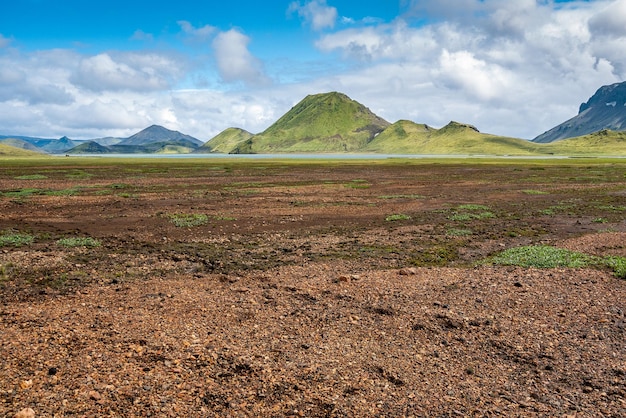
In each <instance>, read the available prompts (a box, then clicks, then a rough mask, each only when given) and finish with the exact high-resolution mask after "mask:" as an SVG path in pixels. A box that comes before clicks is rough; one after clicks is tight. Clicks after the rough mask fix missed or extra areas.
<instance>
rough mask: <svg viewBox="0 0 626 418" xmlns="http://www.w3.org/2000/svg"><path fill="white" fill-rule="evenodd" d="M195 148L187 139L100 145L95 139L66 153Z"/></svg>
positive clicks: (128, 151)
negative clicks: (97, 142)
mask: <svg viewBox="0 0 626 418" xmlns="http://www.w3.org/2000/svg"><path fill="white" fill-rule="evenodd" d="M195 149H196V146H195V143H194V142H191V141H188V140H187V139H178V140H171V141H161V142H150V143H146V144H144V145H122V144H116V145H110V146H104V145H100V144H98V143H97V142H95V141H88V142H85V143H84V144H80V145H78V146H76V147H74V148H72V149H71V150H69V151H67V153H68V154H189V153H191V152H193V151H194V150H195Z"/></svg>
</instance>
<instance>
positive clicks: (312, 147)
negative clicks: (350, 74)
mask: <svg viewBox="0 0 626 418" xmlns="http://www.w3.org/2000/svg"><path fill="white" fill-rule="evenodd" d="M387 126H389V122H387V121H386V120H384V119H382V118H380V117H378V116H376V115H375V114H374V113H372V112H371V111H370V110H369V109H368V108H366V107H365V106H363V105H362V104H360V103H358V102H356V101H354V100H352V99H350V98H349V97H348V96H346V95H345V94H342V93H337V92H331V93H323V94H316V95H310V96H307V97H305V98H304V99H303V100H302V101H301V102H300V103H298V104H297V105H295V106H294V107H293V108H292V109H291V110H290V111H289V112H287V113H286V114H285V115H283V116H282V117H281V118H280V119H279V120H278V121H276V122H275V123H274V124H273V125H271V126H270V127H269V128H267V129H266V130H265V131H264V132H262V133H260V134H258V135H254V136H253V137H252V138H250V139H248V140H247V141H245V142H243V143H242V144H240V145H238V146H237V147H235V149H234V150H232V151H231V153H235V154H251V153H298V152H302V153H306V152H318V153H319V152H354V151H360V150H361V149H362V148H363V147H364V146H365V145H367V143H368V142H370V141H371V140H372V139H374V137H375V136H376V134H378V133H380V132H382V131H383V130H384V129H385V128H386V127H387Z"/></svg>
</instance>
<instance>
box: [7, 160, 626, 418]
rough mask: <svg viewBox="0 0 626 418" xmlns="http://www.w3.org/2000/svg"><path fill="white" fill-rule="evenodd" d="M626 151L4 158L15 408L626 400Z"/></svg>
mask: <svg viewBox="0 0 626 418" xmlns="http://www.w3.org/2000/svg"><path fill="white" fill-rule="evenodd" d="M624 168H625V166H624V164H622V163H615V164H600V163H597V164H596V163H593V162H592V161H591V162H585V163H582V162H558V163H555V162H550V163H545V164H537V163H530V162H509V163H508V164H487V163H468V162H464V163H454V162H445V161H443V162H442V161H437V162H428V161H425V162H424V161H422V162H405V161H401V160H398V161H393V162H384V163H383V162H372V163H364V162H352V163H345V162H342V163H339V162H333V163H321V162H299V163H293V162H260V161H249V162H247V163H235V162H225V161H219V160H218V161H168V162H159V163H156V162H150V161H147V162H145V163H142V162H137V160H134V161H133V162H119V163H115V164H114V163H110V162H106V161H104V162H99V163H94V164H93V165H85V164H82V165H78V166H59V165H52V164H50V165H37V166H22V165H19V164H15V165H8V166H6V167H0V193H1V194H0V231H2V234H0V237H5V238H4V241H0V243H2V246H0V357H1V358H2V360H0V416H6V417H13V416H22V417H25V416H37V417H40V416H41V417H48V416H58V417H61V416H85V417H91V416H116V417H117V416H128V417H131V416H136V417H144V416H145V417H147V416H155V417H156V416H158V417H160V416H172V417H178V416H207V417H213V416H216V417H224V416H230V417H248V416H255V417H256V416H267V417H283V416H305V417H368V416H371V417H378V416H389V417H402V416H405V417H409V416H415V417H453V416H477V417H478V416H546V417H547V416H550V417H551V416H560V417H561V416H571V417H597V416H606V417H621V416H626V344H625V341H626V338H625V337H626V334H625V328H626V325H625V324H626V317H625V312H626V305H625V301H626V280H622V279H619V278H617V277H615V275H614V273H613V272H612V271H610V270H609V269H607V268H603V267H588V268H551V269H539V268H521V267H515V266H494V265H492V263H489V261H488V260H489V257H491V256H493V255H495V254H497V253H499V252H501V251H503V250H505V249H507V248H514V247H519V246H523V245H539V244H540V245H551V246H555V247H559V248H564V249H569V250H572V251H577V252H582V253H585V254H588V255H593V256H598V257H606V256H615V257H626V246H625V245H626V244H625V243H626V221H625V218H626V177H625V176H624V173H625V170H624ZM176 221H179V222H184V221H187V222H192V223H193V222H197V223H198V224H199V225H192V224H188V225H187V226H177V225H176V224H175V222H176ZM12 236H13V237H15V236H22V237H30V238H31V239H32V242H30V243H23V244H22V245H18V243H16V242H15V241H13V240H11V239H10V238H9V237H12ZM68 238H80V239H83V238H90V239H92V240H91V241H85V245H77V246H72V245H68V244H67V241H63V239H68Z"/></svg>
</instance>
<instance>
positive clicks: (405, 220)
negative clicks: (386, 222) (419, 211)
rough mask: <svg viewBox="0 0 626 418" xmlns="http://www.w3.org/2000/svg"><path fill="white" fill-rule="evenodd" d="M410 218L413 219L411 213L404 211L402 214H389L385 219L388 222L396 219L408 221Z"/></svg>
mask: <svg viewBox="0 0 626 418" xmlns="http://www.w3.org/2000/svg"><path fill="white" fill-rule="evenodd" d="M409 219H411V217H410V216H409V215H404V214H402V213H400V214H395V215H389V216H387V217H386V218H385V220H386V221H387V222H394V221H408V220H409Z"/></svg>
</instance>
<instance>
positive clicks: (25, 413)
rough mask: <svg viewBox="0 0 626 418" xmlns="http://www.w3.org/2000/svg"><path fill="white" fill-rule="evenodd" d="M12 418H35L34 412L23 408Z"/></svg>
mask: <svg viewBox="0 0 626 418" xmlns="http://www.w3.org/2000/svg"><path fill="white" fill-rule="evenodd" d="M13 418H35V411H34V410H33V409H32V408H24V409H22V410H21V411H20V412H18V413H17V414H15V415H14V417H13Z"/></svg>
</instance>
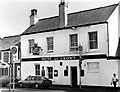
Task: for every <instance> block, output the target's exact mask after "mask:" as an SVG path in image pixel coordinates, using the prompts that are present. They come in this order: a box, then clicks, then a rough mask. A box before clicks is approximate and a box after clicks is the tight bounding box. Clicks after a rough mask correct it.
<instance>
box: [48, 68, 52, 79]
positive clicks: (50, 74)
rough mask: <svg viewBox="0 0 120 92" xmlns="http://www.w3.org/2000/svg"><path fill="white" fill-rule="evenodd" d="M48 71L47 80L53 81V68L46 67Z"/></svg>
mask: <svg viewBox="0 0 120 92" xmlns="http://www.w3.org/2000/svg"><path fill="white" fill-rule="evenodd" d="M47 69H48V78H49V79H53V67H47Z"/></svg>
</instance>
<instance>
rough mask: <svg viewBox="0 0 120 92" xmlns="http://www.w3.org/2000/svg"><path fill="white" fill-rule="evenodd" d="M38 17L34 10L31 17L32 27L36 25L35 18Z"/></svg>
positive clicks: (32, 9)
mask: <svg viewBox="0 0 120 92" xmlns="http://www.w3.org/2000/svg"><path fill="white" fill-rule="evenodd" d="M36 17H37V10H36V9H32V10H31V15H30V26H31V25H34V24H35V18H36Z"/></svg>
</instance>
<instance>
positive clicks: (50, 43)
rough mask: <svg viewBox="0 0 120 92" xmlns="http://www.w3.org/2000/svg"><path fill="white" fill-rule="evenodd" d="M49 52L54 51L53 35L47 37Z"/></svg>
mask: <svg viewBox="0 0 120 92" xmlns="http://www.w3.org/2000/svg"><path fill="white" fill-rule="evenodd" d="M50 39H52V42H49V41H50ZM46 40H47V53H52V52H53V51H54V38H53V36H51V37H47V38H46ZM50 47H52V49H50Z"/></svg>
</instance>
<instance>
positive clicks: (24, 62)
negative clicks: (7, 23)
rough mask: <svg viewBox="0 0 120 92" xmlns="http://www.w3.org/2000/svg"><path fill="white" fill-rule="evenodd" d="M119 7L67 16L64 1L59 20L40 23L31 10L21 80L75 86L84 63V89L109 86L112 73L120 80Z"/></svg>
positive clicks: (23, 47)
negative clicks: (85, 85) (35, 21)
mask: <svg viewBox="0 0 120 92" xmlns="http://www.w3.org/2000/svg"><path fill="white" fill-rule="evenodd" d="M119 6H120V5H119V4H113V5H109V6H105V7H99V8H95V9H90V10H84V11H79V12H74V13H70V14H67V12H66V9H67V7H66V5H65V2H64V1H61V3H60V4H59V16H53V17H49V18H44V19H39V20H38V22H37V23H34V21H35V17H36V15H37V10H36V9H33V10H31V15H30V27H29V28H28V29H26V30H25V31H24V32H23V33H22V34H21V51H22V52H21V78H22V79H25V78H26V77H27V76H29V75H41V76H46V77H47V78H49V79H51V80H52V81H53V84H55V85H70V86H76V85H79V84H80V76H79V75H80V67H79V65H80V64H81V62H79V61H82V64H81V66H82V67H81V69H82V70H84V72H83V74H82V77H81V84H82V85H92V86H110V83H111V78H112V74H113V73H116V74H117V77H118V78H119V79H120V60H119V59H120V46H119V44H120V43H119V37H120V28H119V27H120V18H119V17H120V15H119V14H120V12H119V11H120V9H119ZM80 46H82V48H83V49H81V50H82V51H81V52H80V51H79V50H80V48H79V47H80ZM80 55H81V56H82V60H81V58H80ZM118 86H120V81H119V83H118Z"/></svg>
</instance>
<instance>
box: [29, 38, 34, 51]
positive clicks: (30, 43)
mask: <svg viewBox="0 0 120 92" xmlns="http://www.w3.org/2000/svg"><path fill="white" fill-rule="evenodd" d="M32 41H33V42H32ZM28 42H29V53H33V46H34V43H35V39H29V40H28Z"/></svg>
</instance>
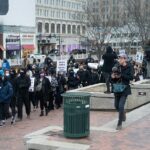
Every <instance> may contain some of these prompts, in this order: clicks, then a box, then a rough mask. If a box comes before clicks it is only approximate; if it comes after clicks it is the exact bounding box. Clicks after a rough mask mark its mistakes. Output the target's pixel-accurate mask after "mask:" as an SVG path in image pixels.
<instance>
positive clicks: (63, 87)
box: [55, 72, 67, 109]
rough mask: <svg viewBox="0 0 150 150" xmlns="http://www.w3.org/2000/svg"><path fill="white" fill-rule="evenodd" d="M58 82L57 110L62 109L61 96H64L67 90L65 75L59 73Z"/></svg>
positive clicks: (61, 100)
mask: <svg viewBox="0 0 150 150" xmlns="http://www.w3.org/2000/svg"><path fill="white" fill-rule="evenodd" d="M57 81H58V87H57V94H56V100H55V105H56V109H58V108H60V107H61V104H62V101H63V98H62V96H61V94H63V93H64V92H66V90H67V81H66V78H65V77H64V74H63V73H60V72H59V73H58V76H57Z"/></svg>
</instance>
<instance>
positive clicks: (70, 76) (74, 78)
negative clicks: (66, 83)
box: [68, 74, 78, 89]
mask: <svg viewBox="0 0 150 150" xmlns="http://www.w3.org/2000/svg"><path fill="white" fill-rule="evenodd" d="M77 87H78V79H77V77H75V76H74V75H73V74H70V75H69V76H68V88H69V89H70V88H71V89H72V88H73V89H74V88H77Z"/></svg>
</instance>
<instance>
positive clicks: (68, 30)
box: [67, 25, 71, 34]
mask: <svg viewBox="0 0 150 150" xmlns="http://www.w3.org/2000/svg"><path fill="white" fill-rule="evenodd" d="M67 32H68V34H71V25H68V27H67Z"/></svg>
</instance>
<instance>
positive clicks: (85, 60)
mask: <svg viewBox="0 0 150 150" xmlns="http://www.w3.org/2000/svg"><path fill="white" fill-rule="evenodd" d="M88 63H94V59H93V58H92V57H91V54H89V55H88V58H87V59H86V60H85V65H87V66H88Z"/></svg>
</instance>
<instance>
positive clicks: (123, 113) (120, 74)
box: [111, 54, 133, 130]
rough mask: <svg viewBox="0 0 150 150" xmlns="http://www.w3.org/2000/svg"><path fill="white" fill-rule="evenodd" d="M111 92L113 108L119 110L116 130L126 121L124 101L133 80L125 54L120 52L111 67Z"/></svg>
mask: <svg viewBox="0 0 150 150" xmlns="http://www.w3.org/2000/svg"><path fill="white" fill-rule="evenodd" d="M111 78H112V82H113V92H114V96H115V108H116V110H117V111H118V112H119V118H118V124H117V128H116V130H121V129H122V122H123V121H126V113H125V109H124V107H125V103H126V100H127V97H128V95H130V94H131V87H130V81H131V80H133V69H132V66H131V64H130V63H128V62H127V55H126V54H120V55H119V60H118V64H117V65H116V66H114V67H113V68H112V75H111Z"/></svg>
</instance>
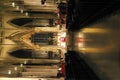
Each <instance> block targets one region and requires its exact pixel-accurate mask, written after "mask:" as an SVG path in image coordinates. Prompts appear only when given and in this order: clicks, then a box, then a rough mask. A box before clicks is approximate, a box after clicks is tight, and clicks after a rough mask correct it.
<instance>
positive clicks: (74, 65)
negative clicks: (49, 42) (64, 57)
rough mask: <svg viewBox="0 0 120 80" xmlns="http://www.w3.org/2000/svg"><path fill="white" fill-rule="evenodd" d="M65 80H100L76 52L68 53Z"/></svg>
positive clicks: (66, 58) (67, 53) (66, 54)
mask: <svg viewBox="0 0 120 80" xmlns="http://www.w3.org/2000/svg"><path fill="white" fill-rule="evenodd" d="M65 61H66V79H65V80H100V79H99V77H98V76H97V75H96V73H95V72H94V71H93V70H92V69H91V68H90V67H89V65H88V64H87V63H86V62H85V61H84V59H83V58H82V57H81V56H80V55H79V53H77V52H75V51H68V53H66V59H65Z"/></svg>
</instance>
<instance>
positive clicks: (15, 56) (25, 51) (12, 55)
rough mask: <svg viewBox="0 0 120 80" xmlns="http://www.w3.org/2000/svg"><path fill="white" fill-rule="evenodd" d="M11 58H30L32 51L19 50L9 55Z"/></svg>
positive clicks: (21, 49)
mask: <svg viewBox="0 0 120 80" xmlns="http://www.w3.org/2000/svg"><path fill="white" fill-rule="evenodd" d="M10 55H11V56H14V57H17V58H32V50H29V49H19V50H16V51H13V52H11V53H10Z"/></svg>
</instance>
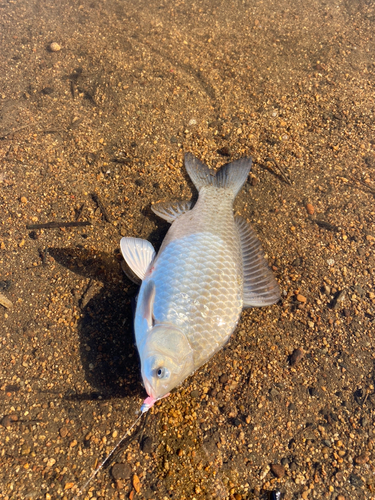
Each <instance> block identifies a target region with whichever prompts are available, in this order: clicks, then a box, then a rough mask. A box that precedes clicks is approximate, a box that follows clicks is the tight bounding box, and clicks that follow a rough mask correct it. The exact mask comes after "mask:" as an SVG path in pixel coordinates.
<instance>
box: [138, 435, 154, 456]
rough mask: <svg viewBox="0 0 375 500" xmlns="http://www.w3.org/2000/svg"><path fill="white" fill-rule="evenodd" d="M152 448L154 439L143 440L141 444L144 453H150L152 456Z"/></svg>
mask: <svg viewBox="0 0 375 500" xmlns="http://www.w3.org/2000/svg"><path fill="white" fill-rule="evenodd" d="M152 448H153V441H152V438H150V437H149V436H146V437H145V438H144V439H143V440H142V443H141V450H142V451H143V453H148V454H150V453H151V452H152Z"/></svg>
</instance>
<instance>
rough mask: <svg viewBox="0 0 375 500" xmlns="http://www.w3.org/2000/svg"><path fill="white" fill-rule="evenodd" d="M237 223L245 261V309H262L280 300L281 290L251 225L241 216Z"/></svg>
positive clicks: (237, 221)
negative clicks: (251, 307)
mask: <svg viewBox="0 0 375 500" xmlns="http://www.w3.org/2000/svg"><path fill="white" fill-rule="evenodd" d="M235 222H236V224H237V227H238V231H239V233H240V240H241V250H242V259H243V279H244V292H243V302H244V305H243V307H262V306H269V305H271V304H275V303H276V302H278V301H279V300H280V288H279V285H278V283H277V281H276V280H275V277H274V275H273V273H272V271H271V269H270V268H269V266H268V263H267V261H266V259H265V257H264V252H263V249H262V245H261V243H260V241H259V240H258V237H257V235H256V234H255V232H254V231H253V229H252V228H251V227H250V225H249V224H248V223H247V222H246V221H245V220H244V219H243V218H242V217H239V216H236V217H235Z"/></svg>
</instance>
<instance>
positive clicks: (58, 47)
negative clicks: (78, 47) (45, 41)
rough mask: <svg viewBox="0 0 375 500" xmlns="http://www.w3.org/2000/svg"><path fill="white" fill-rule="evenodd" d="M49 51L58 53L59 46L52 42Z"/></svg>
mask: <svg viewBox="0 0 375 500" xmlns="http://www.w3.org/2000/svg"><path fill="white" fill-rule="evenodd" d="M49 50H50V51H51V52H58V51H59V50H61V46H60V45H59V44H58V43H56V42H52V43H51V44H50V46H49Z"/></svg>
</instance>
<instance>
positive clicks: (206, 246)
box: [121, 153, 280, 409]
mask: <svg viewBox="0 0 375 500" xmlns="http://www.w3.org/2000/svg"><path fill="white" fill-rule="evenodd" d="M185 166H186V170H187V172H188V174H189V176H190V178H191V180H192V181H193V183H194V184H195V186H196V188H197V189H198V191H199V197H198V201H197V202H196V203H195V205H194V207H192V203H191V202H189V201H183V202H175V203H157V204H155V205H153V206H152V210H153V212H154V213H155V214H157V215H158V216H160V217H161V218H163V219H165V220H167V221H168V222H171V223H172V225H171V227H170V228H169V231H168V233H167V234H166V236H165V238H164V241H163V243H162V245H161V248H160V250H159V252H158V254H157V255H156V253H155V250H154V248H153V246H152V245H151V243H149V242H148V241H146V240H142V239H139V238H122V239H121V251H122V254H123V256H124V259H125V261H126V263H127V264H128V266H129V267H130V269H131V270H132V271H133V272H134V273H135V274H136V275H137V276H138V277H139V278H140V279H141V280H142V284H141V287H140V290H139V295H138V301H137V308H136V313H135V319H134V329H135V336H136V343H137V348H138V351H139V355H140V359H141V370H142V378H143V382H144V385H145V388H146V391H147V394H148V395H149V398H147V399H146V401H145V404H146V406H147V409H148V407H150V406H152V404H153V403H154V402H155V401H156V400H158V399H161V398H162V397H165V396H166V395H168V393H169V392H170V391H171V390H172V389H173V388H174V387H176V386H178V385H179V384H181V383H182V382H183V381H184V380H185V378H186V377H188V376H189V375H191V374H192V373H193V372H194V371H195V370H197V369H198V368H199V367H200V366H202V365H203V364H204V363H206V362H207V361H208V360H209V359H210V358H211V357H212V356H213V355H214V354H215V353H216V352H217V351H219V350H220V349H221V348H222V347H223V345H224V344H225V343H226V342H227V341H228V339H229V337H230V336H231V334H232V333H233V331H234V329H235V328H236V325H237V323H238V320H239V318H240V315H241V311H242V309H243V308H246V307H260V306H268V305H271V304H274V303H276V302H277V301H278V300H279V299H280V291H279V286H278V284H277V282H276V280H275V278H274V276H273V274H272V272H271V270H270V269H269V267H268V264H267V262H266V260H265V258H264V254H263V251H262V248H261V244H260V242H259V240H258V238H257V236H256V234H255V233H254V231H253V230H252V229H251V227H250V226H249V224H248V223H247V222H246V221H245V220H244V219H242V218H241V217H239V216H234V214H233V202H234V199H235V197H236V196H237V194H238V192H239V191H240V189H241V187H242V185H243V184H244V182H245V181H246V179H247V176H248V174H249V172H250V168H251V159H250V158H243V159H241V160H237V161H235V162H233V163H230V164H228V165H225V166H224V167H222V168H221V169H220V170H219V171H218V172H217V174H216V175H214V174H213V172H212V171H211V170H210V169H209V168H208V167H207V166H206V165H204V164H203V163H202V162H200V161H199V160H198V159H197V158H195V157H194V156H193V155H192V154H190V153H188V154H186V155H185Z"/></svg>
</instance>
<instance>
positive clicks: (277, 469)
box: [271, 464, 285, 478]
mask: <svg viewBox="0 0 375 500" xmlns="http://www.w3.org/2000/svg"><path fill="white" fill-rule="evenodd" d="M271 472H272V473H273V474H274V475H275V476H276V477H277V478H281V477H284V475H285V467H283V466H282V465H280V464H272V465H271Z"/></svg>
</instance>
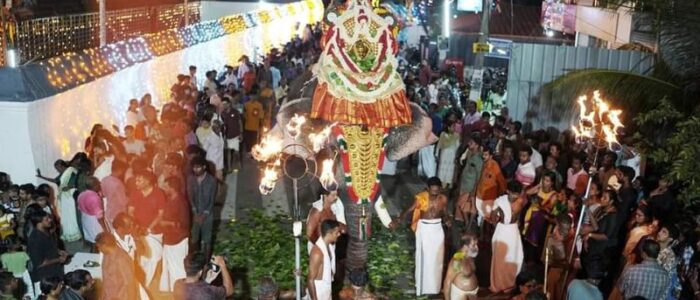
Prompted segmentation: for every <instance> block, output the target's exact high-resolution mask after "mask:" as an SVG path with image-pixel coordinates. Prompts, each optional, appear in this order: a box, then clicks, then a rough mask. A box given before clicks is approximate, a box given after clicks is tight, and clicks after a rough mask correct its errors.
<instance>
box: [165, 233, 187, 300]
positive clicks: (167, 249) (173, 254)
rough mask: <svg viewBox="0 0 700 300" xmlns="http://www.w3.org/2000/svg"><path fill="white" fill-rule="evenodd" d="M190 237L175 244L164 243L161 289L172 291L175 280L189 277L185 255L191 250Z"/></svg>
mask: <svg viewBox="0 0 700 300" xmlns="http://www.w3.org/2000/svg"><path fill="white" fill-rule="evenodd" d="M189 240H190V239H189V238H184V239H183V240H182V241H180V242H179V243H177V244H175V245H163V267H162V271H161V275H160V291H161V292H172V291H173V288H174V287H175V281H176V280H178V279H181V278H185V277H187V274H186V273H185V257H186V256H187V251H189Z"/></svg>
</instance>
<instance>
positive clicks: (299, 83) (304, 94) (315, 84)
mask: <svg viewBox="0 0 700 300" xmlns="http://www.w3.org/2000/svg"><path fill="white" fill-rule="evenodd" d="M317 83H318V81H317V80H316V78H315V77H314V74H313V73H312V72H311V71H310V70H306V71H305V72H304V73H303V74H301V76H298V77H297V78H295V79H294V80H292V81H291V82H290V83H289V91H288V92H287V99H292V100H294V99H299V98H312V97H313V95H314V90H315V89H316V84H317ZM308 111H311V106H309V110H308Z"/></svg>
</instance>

**What you will do:**
Write out the lines of the material above exactly, from its first line through the line that contains "positive clicks: (128, 151)", so that no picture appears in the copy.

**Exercise output:**
In each <instance>, read the available prompts (a box, then clicks, then a rough mask, each only when given) and finish with the exact high-resolution mask after "mask:" as an SVG path in pixels. A box that comes before clicks is rough; one after clicks is tight. Clicks after the rough mask fix missed or extra areas.
<instance>
rough mask: <svg viewBox="0 0 626 418" xmlns="http://www.w3.org/2000/svg"><path fill="white" fill-rule="evenodd" d="M195 148L187 139L100 145L95 139L66 153Z"/></svg>
positive clicks: (128, 151)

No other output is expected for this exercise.